### [BRIEF]
Transcribe each record exactly; skip any picture.

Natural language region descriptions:
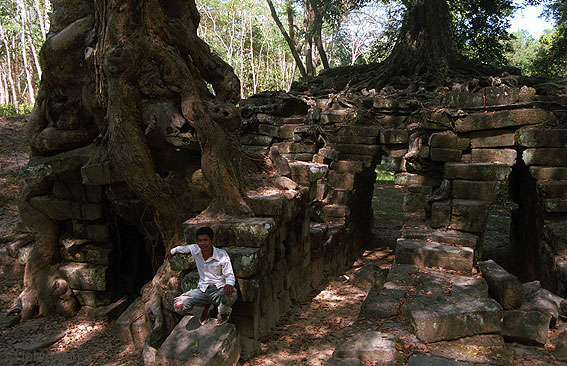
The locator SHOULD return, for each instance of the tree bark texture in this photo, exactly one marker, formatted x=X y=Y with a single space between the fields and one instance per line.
x=135 y=77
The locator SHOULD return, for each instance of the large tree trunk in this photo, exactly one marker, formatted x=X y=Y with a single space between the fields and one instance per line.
x=129 y=72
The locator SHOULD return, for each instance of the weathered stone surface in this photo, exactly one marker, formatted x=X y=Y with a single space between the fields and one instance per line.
x=95 y=232
x=358 y=149
x=555 y=205
x=409 y=179
x=561 y=346
x=452 y=321
x=504 y=156
x=443 y=154
x=182 y=261
x=192 y=344
x=477 y=171
x=475 y=190
x=440 y=214
x=369 y=276
x=382 y=303
x=452 y=237
x=469 y=287
x=448 y=140
x=307 y=173
x=85 y=276
x=250 y=232
x=548 y=173
x=470 y=216
x=528 y=327
x=503 y=286
x=394 y=136
x=346 y=166
x=131 y=325
x=495 y=138
x=245 y=261
x=552 y=189
x=423 y=360
x=545 y=156
x=500 y=119
x=541 y=138
x=370 y=346
x=430 y=254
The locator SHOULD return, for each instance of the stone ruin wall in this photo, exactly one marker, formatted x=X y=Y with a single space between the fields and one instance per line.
x=452 y=154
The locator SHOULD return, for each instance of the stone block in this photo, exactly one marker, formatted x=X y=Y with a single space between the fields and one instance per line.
x=478 y=171
x=331 y=154
x=552 y=189
x=447 y=321
x=541 y=138
x=85 y=276
x=469 y=287
x=442 y=154
x=192 y=344
x=423 y=360
x=440 y=214
x=476 y=190
x=555 y=157
x=555 y=205
x=307 y=173
x=93 y=298
x=503 y=156
x=95 y=232
x=448 y=140
x=250 y=232
x=501 y=119
x=548 y=173
x=370 y=346
x=86 y=251
x=346 y=166
x=470 y=216
x=495 y=138
x=409 y=179
x=357 y=149
x=246 y=262
x=182 y=261
x=430 y=254
x=341 y=180
x=503 y=286
x=394 y=136
x=528 y=327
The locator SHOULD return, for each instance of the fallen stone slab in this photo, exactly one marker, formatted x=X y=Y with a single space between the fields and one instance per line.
x=382 y=304
x=447 y=321
x=192 y=344
x=529 y=327
x=487 y=349
x=503 y=286
x=423 y=360
x=431 y=254
x=370 y=346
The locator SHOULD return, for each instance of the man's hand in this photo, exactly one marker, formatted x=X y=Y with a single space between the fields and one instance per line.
x=228 y=291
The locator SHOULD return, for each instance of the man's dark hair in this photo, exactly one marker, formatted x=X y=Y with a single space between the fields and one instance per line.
x=205 y=230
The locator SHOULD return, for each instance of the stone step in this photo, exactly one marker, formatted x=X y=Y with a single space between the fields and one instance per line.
x=432 y=254
x=193 y=344
x=447 y=321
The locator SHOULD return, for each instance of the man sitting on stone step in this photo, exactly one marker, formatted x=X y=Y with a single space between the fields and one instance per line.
x=216 y=278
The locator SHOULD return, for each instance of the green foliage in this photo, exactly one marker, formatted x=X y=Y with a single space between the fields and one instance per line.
x=480 y=28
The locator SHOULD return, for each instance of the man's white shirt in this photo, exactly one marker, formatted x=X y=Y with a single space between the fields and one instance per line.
x=217 y=270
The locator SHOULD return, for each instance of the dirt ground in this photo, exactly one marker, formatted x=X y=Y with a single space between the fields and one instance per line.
x=307 y=335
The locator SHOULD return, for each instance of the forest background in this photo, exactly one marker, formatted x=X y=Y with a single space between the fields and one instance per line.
x=271 y=43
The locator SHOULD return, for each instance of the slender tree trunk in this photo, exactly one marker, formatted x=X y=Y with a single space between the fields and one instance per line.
x=289 y=40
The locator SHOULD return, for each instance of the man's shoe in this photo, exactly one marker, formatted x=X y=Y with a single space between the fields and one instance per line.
x=204 y=319
x=223 y=318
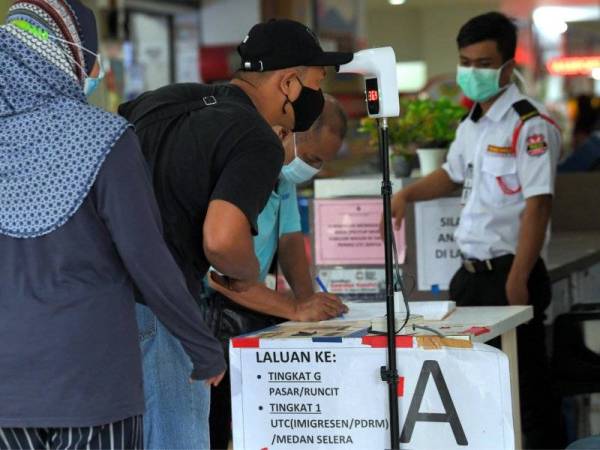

### [EXERCISE RESPONSE]
The locator SHOULD return, for each instance of the tree bark texture in this photo, exactly one marker, formatted x=X y=Y with a single space between the fields and one instance per line.
x=135 y=77
The locator SHOULD return, for each instance of the large tree trunk in this photo, exactly one marker, formatted x=X y=Y with a single space between the fields and one instance per line.
x=129 y=72
The locator SHOULD return, for each instance of the weathered stone surface in this photo, exactly one marker, formatted x=X y=Y with a single space between the fields and one instance per line.
x=95 y=232
x=358 y=149
x=555 y=205
x=409 y=179
x=561 y=346
x=452 y=321
x=504 y=156
x=443 y=154
x=182 y=261
x=192 y=344
x=477 y=171
x=475 y=190
x=440 y=214
x=369 y=276
x=382 y=303
x=452 y=237
x=469 y=287
x=448 y=140
x=307 y=173
x=85 y=276
x=250 y=232
x=548 y=173
x=470 y=216
x=528 y=327
x=503 y=286
x=394 y=136
x=346 y=166
x=131 y=325
x=495 y=138
x=245 y=261
x=552 y=189
x=423 y=360
x=545 y=156
x=500 y=119
x=541 y=138
x=370 y=346
x=430 y=254
The locator SHOULD return, for each instance of the stone ruin wall in this photo, exactly one marker, formatted x=X y=Y with a single space between the fields and one instance per line.
x=452 y=154
The locator SHOULD return, for each instance of the stone block in this photo, exactly one marker, formatted x=X y=Y with a single space between the fields and one instance per line.
x=478 y=171
x=331 y=154
x=552 y=189
x=447 y=321
x=541 y=138
x=85 y=276
x=469 y=287
x=442 y=154
x=192 y=344
x=423 y=360
x=440 y=214
x=476 y=190
x=555 y=157
x=555 y=205
x=307 y=173
x=93 y=298
x=503 y=156
x=95 y=232
x=448 y=140
x=250 y=232
x=501 y=119
x=548 y=173
x=370 y=346
x=86 y=251
x=346 y=166
x=470 y=216
x=495 y=138
x=409 y=179
x=357 y=149
x=246 y=262
x=182 y=261
x=430 y=254
x=341 y=180
x=503 y=286
x=394 y=136
x=528 y=327
The locator SHOULD return, for each instance of the fallen stone slab in this photo, exactly one marker, formatted x=X y=Y with a single space between the fields and one instance per line.
x=382 y=304
x=447 y=321
x=192 y=344
x=529 y=327
x=487 y=349
x=503 y=286
x=423 y=360
x=431 y=254
x=370 y=346
The locator SHOULD return, for each instance of the man's hand in this photo, exactly one marker, formatted x=X y=Y with a single space between the fields and one instance per line.
x=228 y=291
The locator SHOULD return, for each instance of the man's dark hair in this photo, exactly one marker, formatted x=X y=Y with a single space between the fields and one instance per line.
x=205 y=230
The locator SHOULD return, for each instance of the stone step in this photo, exactly one marker, formatted x=X y=Y with a single space between the fields and one instance per line.
x=432 y=254
x=193 y=344
x=447 y=321
The locator SHOULD return, for each instance of the man sitting on stone step in this photo, exactly one marker, formatted x=X y=Y with a single space between the fields and one instance per line.
x=216 y=278
The locator SHOULD return, for each instance of the green foliage in this photo, exactly one marker, formatted x=X y=Y with a single space between the fields and one instance per line.
x=480 y=28
The locator SHOULD return, for each instance of the man's white shirt in this photo, exactly one marker, formatted x=X y=Y with a single space between the fields and one instance per line.
x=217 y=270
The locator SHOULD return, for each instance of the dirt ground in this photo, exactly one marker, formatted x=X y=Y with a single space between the fields and one instance per line.
x=307 y=335
The locator SHOULD return, for each instance of the forest background in this photo, exactly one marker, formatted x=X y=Y with a single space between the fields and one instance per line.
x=271 y=43
The locator SHOULD return, for each instance of the slender tree trunk in this photo, exactly one marker, formatted x=X y=Y with a single space between the fields and one instance per line.
x=289 y=40
The locator SHOULD return, for each instance of the man's shoe in this photo, exactly one marker, formatted x=X y=Y with a single space between the fields and one instance per line.
x=204 y=319
x=223 y=318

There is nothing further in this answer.